- **Text passage**:
"""

I'm using a lat/long SRID in my PostGIS database (-4326). I would like to find the nearest points to a given point in an efficient manner. I tried doing an
ORDER BY ST_Distance(point, ST_GeomFromText(?,-4326))
which gives me ok results in the lower 48 states, but up in Alaska it gives me garbage. Is there a way to do real distance calculations in PostGIS, or am I going to have to give a reasonable sized buffer and then calculate the great circle distances and sort the results in the code afterwards?
You are looking for ST_distance_sphere(point,point) or st_distance_spheroid(point,point).
See:
http://postgis.refractions.net/documentation/manual-1.3/ch06.html#distance_sphere
http://postgis.refractions.net/documentation/manual-1.3/ch06.html#distance_spheroid
This is normally referred to a geodesic or geodetic distance... while the two terms have slightly different meanings, they tend to be used interchangably.

"""

- **Given task 1**: Could you give the listing below again, every line of it, word for word?

- **The data**:
"""

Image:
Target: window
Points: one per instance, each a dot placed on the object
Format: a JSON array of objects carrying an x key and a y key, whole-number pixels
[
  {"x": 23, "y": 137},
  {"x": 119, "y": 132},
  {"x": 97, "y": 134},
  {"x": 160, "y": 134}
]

"""

- **Given task 2**: Can you transcribe the PostGIS distance thread above, starting with "which gives me" and going on through "the code afterwards?", without changing a character?

- **Exercise answer 1**:
Image:
Target: window
Points: one per instance, each a dot placed on the object
Format: a JSON array of objects carrying an x key and a y key, whole-number pixels
[
  {"x": 23, "y": 137},
  {"x": 119, "y": 132},
  {"x": 97, "y": 134},
  {"x": 160, "y": 134}
]

- **Exercise answer 2**:
which gives me ok results in the lower 48 states, but up in Alaska it gives me garbage. Is there a way to do real distance calculations in PostGIS, or am I going to have to give a reasonable sized buffer and then calculate the great circle distances and sort the results in the code afterwards?